- TASK BRIEF: Continue the excerpt below from a company's interim financial statement notes, beginning immediately after its final sentence about the extended transition period available to emerging growth companies.

- DOCUMENT EXTRACT:
-- Begin --
The accompanying unaudited condensed financial statements should be read in conjunction with the Company’s 2022 Annual Report on Form 10-K as filed with the SEC on March 31, 2023. The interim results for the three and six months ended June 30, 2023 are not necessarily indicative of the results to be expected for the year ending December 31, 2023 or for any future periods.
Emerging Growth Company
The Company is an “emerging growth company,” as defined in Section 2(a) of the Securities Act, as modified by the JOBS Act, and it may take advantage of certain exemptions from various reporting requirements that are applicable to other public companies that are not emerging growth companies.
The JOBS Act provides that a company can elect to opt out of the extended transition period and comply with the requirements that apply to non-emerging growth companies but any such election to opt out is irrevocable. The Company has elected not to opt out of such extended transition period, which means that when a standard is issued or revised and it has different application dates for public or private companies, the Company, as an emerging growth company, can adopt the new or revised standard at the time private companies adopt the new or revised standard. This may make comparison of the Company’s financial statements with another public company, which is either not an emerging growth company or an emerging growth company which has opted out of using the extended transition period difficult or impossible because of the potential differences in accounting standards used.
-- End --
- GIVEN MATERIAL:
-- Begin --
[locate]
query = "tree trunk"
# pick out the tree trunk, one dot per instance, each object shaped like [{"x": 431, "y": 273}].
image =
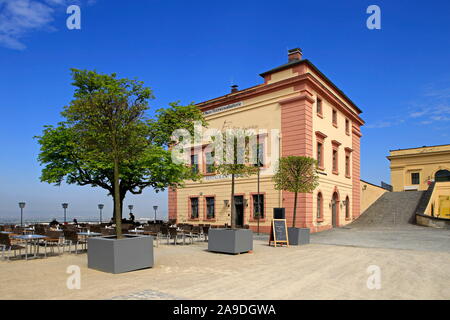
-- End --
- ANSWER TO THE PROBLEM:
Use of Estimates
The preparation of these financial statements in conformity with U.S. GAAP requires management to make judgments, estimates and assumptions that affect the amounts reported in the consolidated financial statements and accompanying notes in the reported period. While the significant estimates made by management in the preparation of the financial statements are reasonable, prudent, and evaluated on an ongoing basis, actual results may differ materially from those estimates. The information below outlines several accounting policies applied by the Company in preparing its financial statements that involve complex situations and judgment in the development of significant estimates and assumptions.
Making estimates requires management to exercise significant judgment. It is at least reasonably possible that the estimate of the effect of a condition, situation or set of circumstances that existed at the date of the financial statements, which management considered in formulating its estimate, could change in the near term due to one or more future confirming events. Accordingly, the actual results could differ significantly from those estimates.
Cash and Cash Equivalents
The Company considers all short-term investments with an original maturity of three months or less when purchased to be cash equivalents. The Company had $669,867 and $93,892 of operating cash and no cash equivalents as of June 30, 2023 and December 31, 2022, respectively.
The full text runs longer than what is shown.